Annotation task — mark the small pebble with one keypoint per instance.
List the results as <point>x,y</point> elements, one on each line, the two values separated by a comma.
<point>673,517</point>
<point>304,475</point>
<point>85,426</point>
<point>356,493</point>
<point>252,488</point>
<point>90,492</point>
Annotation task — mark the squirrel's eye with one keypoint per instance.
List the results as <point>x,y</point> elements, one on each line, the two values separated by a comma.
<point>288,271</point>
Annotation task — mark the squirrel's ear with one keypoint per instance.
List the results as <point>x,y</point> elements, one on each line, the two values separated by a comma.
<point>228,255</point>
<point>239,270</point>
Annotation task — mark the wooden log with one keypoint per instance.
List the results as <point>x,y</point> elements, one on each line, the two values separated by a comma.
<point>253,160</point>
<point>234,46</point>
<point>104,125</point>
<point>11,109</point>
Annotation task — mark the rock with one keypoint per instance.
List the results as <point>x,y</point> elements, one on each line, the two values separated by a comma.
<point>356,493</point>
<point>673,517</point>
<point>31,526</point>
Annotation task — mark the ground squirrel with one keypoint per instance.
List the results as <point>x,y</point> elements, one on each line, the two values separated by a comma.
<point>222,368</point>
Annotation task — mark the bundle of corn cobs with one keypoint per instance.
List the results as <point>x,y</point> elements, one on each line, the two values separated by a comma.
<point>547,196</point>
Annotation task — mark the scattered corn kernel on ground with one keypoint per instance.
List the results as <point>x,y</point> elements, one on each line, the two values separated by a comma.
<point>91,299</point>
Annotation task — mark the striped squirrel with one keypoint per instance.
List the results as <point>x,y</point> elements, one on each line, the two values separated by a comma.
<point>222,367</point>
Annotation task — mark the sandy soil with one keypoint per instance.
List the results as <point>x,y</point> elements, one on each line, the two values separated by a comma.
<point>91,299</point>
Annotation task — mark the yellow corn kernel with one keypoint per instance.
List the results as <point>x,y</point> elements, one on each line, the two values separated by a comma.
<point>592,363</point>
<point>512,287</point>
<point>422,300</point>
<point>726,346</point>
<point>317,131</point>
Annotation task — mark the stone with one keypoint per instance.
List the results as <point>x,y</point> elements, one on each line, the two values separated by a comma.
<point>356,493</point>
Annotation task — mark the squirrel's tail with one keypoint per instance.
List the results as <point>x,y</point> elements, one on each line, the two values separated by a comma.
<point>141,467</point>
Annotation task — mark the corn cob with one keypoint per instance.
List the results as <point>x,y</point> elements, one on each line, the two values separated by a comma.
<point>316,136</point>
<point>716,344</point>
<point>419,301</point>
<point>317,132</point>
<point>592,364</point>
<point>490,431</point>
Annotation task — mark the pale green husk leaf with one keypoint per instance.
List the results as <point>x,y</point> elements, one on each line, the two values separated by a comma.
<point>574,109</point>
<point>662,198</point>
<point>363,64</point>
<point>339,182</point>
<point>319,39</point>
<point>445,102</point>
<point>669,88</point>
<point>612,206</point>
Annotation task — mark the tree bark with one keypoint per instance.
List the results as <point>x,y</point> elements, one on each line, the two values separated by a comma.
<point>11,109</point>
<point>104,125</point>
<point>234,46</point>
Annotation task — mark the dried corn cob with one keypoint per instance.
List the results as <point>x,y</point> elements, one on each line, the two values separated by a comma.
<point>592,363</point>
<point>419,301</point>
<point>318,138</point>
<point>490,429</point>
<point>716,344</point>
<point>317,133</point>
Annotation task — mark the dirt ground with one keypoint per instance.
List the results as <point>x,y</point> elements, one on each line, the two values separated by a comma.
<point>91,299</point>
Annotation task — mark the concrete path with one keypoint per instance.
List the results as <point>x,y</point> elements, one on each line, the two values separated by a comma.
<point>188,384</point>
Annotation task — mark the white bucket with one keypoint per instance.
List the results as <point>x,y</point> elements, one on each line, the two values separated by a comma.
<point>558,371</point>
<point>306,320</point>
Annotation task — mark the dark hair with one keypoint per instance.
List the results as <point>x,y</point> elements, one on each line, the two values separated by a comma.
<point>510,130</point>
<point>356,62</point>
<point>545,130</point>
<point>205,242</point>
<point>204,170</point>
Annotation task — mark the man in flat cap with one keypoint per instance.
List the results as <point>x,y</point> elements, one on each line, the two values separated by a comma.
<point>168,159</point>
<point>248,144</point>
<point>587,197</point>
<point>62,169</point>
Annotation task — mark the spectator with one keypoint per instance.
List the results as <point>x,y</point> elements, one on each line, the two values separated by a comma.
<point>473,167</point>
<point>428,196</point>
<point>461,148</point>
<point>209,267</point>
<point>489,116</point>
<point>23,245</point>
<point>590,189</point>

* **Set problem**
Lay out every line of the material above as a JSON list of strings, one string per line, leaving out blank lines.

* **The answer**
[
  "Annotation task — mark the small pebble with one keypoint per instance.",
  "List the results as <point>x,y</point> elements, one on each line, the two values separated by a comma.",
  "<point>673,517</point>",
  "<point>304,475</point>",
  "<point>85,426</point>",
  "<point>356,493</point>",
  "<point>252,488</point>",
  "<point>90,492</point>",
  "Annotation task — mark the squirrel's eye with one keypoint per instance.",
  "List the results as <point>x,y</point> elements, one on each line, the two values separated by a comma.",
  "<point>288,271</point>",
  "Annotation task — mark the squirrel's ear with one keypoint per instance.",
  "List the results as <point>x,y</point> elements, one on each line, the two values separated by a comma.",
  "<point>228,255</point>",
  "<point>239,270</point>",
  "Annotation task — mark the wooden log with one keypoint per instance.",
  "List the results as <point>x,y</point> elements, one on each line, the two values separated by a comma.",
  "<point>253,160</point>",
  "<point>234,46</point>",
  "<point>104,125</point>",
  "<point>11,109</point>",
  "Annotation task — mark the rock with one keypoint per instance.",
  "List the results as <point>x,y</point> elements, one on each line, the two values separated by a comma.",
  "<point>356,493</point>",
  "<point>673,517</point>",
  "<point>31,526</point>",
  "Annotation task — mark the ground squirrel with one keypoint per instance.",
  "List the results as <point>x,y</point> elements, one on each line, the two values separated by a comma.",
  "<point>222,368</point>",
  "Annotation task — mark the bundle of corn cobs with one keypoint per instance.",
  "List the results as <point>x,y</point> elements, one on each line, the two values separated by a comma.",
  "<point>547,196</point>",
  "Annotation task — mark the scattered corn kernel on ground with one keypoint per instance.",
  "List the results as <point>x,y</point> elements, one on each line, the two values separated by a comma.",
  "<point>91,299</point>",
  "Annotation task — mark the striped squirrel with one keypoint per instance.",
  "List the results as <point>x,y</point> elements, one on each line, the two values separated by a comma.",
  "<point>222,367</point>",
  "Annotation task — mark the sandy soil with one keypoint per instance.",
  "List the results as <point>x,y</point> elements, one on each line, the two values separated by a comma.",
  "<point>91,299</point>",
  "Annotation task — mark the yellow corn kernel with one keypoint per instance.",
  "List the results as <point>x,y</point> elements, one on each line, the two values separated by a comma.",
  "<point>592,363</point>",
  "<point>512,287</point>",
  "<point>422,300</point>",
  "<point>726,346</point>",
  "<point>317,131</point>",
  "Annotation task — mark the stone with one keypoint per instance.",
  "List the results as <point>x,y</point> elements, one on each line, the two values separated by a comma.",
  "<point>356,493</point>",
  "Annotation task — mark the squirrel's tail with one keypoint per instance.",
  "List the results as <point>x,y</point> elements, one on each line, the two values separated by a comma.",
  "<point>141,467</point>",
  "Annotation task — mark the corn cob with one keypoint per instance.",
  "List the results as <point>x,y</point> elements, one on each line, the two values separated by a comma.",
  "<point>316,136</point>",
  "<point>716,344</point>",
  "<point>419,301</point>",
  "<point>317,132</point>",
  "<point>592,364</point>",
  "<point>490,431</point>",
  "Annotation task — mark the pale green husk leaf with one keypoint per instance.",
  "List the results as <point>x,y</point> elements, one on each line, the two values separated by a comma.",
  "<point>574,109</point>",
  "<point>662,198</point>",
  "<point>363,64</point>",
  "<point>339,182</point>",
  "<point>319,39</point>",
  "<point>445,102</point>",
  "<point>669,88</point>",
  "<point>612,206</point>",
  "Annotation task — mark the tree bark with one keypoint per instance.",
  "List the results as <point>x,y</point> elements, one on each line, the two values separated by a comma.",
  "<point>11,109</point>",
  "<point>104,125</point>",
  "<point>234,46</point>",
  "Annotation task — mark the dried corn cob with one keypoint per instance.",
  "List the results as <point>x,y</point> elements, one on each line, the two values separated by a comma.",
  "<point>592,363</point>",
  "<point>419,301</point>",
  "<point>318,138</point>",
  "<point>490,429</point>",
  "<point>716,344</point>",
  "<point>317,133</point>",
  "Annotation task — mark the dirt ground with one keypoint per instance.",
  "List the results as <point>x,y</point> elements, one on each line, the two values separated by a comma.",
  "<point>91,299</point>",
  "Annotation task — mark the concrete path with one keypoint per instance.",
  "List the results as <point>x,y</point> elements, one on each line, the two values separated by a comma.",
  "<point>188,384</point>",
  "Annotation task — mark the white bucket with one keypoint per instance.",
  "List the results as <point>x,y</point> elements, one on each line, the two values separated by a comma.",
  "<point>558,371</point>",
  "<point>306,320</point>",
  "Annotation task — mark the dark hair with one keypoint per instance.",
  "List the results as <point>x,y</point> elements, one on each line, the two values separated by a comma.",
  "<point>510,130</point>",
  "<point>356,62</point>",
  "<point>545,130</point>",
  "<point>205,242</point>",
  "<point>204,170</point>",
  "Annotation task — mark the man in flat cap with one keypoint per instance.",
  "List the results as <point>x,y</point> elements, one on each line, the two values separated by a comma.",
  "<point>168,159</point>",
  "<point>248,144</point>",
  "<point>587,197</point>",
  "<point>62,169</point>",
  "Annotation task — mark the spectator with one keypoint per instance.",
  "List the results as <point>x,y</point> elements, one on each line, the two values separated by a comma.",
  "<point>473,167</point>",
  "<point>428,196</point>",
  "<point>461,148</point>",
  "<point>209,267</point>",
  "<point>489,116</point>",
  "<point>23,245</point>",
  "<point>590,189</point>"
]